■ Problem requirements
Say whether each statement agrees with the course aims and objectives page, giving yes or no and quoting the deciding words: 1. Karnaugh maps are covered for up to four variables. 2. State diagrams are converted into circuit designs based on D-type flip-flops. 3. The typical PIC microprocessor studied is the PIC16F84.

■ Page extract
________________________

Aims

The aims of the course are to:

• Familiarise students with combinational and sequential digital logic circuits, and the analogue-digital interface,
• Familiarise students with the hardware and basic operation of microprocessors, memory and the associated electronic circuits which are required to build microprocessor-based systems.
• Teach the engineering relevance and application of digital and microprocessor-based systems, give students the ability to design simple systems of this kind, and understand microprocessor operation at the assembly-code level.

Objectives

As specific objectives, by the end of the course students should be able to:

• Know the nomenclature and the representation of basic gates and digital electronic components (including shift registers, counters, latches, RAM and ROM ICs)
• Understand Boolean algebra, and be able to convert verbal descriptions of requirements into Boolean notation
• Understand the need to simplify logic functions or rearrange them to use specific gate types; be able to use Boolean algebra and Karnaugh maps (for up to 4 variables) to achieve these tasks; be able to use "don't care states" in K-maps.
• Know about logic "families", the electronic circuit implementation of logic gates, and the resulting engineering issues (voltage thresholds, noise margin, finite rise time and delay)
• Know about Schmitt inputs; understand static hazards and be able to detect them using K-maps and correct them
• Be familiar with standard number codes for representing data (two's complement notation, sign+magnitude, one's complement, Gray code, ASCII); be able to convert between binary, hex, octal and decimal.
• Understand the operation of logic circuits for addition, negation and subtraction of binary integers
• Be familiar with examples of elementary VHDL and understand why it is useful
• Understand the distinction between combinational and sequential logic and the role of sequential logic; be familiar with unclocked and clocked S-R latches, D-type and JK flip-flops.
• Understand the operation and use of synchronous and asynchronous counters and shift registers.
• Understand state diagrams and their role in sequential circuit design; be able to convert a problem statement into a state diagram; be able to convert a state diagram into a circuit design based on JK flip-flops
• Understand unused states, and be able to guard against errors due to them. Be able to carry out the complete design process, from problem statement to circuit design.
• Understand the operation of weighted resistor and R-2R ladder DAC circuits
• Understand the operation of Full Adder and Ripple Carry Circuits
• Understand ROM and RAM memory circuits, the function of their control, address and data pins, and their use in digital (including microprocessor) systems
• Understand the use of tri-state outputs and busses.
• Understand and be able to design address decoders, including partial address decoders for simple systems.
• Be familiar with the system architecture of a typical PIC microprocessor system, including the ALU, memory, I/O;understand how it can be used in practical applications.
• Be familiar with the internal architecture of a typical PIC microprocessor (the PIC12F629/675) and its instruction set, and understand how instruction execution occurs.

________________________

■ Supplied entries
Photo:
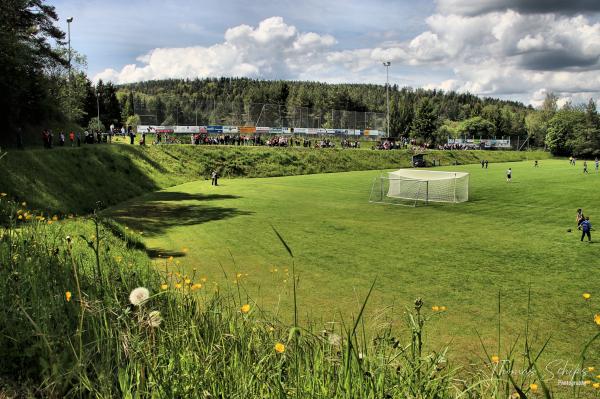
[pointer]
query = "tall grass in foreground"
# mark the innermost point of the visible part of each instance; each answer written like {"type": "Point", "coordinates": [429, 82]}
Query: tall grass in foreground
{"type": "Point", "coordinates": [84, 314]}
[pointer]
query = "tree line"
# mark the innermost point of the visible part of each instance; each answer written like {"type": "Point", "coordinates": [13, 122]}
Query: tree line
{"type": "Point", "coordinates": [42, 85]}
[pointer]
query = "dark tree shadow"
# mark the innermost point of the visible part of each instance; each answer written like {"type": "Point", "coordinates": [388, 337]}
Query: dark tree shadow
{"type": "Point", "coordinates": [157, 217]}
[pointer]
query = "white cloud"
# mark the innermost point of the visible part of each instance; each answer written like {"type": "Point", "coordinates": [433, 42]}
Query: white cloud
{"type": "Point", "coordinates": [500, 52]}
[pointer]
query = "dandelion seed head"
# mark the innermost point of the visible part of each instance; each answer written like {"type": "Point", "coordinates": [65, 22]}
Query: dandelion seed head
{"type": "Point", "coordinates": [139, 295]}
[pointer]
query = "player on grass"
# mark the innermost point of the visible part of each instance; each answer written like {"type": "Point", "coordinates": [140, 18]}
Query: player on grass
{"type": "Point", "coordinates": [585, 228]}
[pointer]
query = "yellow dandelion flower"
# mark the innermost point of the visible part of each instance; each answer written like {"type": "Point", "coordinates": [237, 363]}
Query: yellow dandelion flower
{"type": "Point", "coordinates": [279, 347]}
{"type": "Point", "coordinates": [533, 387]}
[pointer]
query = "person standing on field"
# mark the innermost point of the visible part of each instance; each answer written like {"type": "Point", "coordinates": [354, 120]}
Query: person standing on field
{"type": "Point", "coordinates": [586, 228]}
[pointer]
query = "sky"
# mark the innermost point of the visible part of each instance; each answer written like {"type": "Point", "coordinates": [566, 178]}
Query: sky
{"type": "Point", "coordinates": [510, 49]}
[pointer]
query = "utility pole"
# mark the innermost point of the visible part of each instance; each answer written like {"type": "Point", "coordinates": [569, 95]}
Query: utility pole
{"type": "Point", "coordinates": [387, 93]}
{"type": "Point", "coordinates": [69, 80]}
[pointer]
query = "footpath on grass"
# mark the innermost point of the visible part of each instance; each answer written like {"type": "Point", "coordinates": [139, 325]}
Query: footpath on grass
{"type": "Point", "coordinates": [75, 179]}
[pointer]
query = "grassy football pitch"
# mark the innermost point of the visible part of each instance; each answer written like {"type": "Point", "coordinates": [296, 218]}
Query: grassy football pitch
{"type": "Point", "coordinates": [507, 238]}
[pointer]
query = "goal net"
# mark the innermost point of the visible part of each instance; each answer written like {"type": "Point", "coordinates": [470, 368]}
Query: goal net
{"type": "Point", "coordinates": [409, 186]}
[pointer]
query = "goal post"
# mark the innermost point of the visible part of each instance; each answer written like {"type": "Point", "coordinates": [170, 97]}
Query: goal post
{"type": "Point", "coordinates": [409, 187]}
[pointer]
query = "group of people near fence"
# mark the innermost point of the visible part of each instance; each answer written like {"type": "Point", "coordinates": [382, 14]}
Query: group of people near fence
{"type": "Point", "coordinates": [48, 138]}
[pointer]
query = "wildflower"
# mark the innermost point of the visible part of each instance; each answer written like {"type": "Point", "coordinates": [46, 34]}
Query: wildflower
{"type": "Point", "coordinates": [279, 347]}
{"type": "Point", "coordinates": [139, 295]}
{"type": "Point", "coordinates": [533, 388]}
{"type": "Point", "coordinates": [154, 319]}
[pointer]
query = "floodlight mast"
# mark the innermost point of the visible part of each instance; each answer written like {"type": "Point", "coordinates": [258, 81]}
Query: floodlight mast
{"type": "Point", "coordinates": [387, 64]}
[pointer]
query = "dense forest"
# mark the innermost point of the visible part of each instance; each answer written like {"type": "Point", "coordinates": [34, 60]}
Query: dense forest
{"type": "Point", "coordinates": [45, 85]}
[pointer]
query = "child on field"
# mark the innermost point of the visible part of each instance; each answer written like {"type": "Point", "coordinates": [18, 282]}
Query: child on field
{"type": "Point", "coordinates": [585, 228]}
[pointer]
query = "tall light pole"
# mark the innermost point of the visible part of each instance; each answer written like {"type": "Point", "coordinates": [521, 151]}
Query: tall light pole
{"type": "Point", "coordinates": [387, 64]}
{"type": "Point", "coordinates": [98, 108]}
{"type": "Point", "coordinates": [69, 20]}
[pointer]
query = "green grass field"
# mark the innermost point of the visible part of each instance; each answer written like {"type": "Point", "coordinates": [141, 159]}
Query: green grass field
{"type": "Point", "coordinates": [507, 238]}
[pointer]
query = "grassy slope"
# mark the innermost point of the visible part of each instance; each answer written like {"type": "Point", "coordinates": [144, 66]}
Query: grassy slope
{"type": "Point", "coordinates": [505, 238]}
{"type": "Point", "coordinates": [73, 179]}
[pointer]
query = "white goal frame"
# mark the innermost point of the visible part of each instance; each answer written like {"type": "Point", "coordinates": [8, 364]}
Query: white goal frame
{"type": "Point", "coordinates": [409, 187]}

________________________

■ Exercise output
1. Yes: "Karnaugh maps (for up to 4 variables)"
2. No: "be able to convert a state diagram into a circuit design based on JK flip-flops"
3. No: "a typical PIC microprocessor (the PIC12F629/675)"